WHAT YOU WILL DO | Rewrite the entries below, putting "Label" in place of every "Target" and leaving everything else unchanged.

(Dataset excerpts on pointing to objects)
********
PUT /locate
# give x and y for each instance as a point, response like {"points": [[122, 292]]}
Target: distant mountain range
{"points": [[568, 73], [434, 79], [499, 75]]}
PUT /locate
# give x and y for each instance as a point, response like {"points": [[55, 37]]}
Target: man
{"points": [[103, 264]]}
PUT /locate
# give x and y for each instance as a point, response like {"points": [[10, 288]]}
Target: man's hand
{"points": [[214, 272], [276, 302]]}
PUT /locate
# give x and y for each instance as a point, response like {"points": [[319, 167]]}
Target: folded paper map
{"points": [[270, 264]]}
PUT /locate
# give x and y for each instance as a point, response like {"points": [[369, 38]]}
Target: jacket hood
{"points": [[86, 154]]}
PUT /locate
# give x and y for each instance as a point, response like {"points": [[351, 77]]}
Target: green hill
********
FINAL RESULT |
PUT /locate
# give x and y for each instance as a point, response like {"points": [[122, 292]]}
Label: distant mountain range
{"points": [[568, 73], [434, 79], [499, 75]]}
PUT /locate
# give x and y for each instance as a point, response like {"points": [[55, 37]]}
Label: man
{"points": [[103, 264]]}
PUT /locate
# give x and y for each instance as a point, response like {"points": [[10, 288]]}
Label: man's hand
{"points": [[214, 272], [276, 302]]}
PUT /locate
# give x and y for each instance as a point, response like {"points": [[319, 167]]}
Label: folded paper map
{"points": [[270, 264]]}
PUT /locate
# give x and y for each instance as a point, response like {"points": [[369, 38]]}
Label: jacket hood
{"points": [[86, 154]]}
PUT /locate
# give x and y for each instance as a point, response like {"points": [[351, 77]]}
Label: green hill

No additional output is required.